* _Given request_:
Can you reproduce the stretch of the listing from the line containing "Each instance of the clear" through the line containing "x=107 y=385", adding 84 to every x and y coordinate while leaving the request lines as they are?

* _Excerpts of the pointing data_:
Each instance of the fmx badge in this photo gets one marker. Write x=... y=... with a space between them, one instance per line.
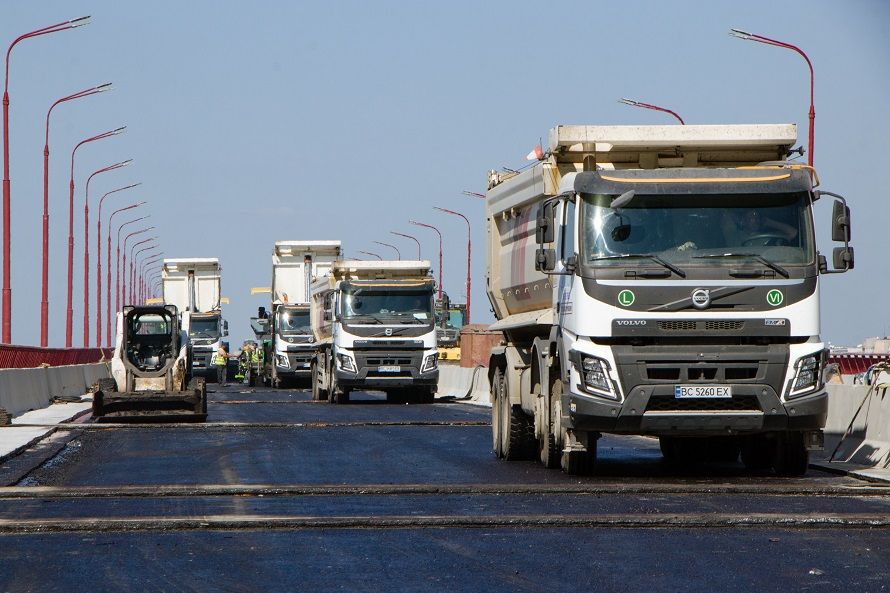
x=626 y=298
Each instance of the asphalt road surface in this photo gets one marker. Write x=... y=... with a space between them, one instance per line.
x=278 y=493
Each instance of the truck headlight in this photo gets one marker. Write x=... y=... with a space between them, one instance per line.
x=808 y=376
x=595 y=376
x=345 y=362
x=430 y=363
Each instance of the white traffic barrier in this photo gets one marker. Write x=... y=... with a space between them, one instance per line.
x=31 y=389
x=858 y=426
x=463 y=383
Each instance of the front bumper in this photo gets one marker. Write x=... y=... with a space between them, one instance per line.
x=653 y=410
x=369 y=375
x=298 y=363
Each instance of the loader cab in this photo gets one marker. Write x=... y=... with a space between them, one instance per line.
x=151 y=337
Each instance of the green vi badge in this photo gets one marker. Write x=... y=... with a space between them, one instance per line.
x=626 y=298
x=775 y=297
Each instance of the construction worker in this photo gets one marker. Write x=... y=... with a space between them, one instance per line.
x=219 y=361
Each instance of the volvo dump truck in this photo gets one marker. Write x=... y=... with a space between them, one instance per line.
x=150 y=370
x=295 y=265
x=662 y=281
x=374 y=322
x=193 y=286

---

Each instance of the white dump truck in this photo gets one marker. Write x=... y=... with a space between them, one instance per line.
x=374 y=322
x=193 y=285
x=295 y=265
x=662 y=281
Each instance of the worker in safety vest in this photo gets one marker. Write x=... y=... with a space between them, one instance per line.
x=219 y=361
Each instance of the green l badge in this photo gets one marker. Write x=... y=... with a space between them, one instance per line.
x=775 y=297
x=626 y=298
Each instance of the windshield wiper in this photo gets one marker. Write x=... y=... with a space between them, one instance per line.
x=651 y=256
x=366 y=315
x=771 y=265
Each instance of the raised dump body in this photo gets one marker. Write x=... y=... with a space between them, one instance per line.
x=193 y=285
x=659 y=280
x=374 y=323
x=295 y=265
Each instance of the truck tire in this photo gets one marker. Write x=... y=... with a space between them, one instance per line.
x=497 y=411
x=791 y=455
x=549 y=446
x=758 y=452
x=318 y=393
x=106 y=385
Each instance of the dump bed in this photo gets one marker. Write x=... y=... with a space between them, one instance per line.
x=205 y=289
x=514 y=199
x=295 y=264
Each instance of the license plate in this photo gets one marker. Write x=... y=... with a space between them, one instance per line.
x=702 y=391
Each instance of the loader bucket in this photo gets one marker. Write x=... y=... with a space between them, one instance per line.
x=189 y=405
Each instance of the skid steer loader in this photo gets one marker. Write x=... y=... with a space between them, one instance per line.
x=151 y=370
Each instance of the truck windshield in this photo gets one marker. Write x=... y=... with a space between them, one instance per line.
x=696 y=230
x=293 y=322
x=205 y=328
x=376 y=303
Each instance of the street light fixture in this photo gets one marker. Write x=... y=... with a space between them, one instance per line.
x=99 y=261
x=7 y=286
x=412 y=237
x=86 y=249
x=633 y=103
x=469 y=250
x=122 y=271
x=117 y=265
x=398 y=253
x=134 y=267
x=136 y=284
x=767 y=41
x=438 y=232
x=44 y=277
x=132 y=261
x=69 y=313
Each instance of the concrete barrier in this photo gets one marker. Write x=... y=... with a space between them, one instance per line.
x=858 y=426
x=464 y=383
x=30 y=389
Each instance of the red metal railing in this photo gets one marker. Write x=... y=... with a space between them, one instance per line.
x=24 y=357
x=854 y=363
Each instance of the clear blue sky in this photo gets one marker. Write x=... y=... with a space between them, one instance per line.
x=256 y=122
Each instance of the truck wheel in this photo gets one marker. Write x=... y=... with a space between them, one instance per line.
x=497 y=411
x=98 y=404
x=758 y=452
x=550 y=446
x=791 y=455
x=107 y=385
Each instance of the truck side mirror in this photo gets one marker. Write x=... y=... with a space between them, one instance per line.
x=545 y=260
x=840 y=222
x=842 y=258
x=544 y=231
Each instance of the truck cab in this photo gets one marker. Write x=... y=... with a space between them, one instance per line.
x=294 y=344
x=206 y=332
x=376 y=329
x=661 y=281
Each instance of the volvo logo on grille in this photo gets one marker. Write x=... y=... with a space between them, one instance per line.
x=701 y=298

* _Worked solution_:
Each instance of the clear blue sky in this photo gets one marker. Write x=... y=... with a space between them, one instance per line.
x=340 y=206
Each instance of the truck wheel in this photo gets one marker. Write x=... y=... with a space between them, one instance per line.
x=581 y=495
x=182 y=488
x=842 y=536
x=634 y=530
x=875 y=539
x=191 y=469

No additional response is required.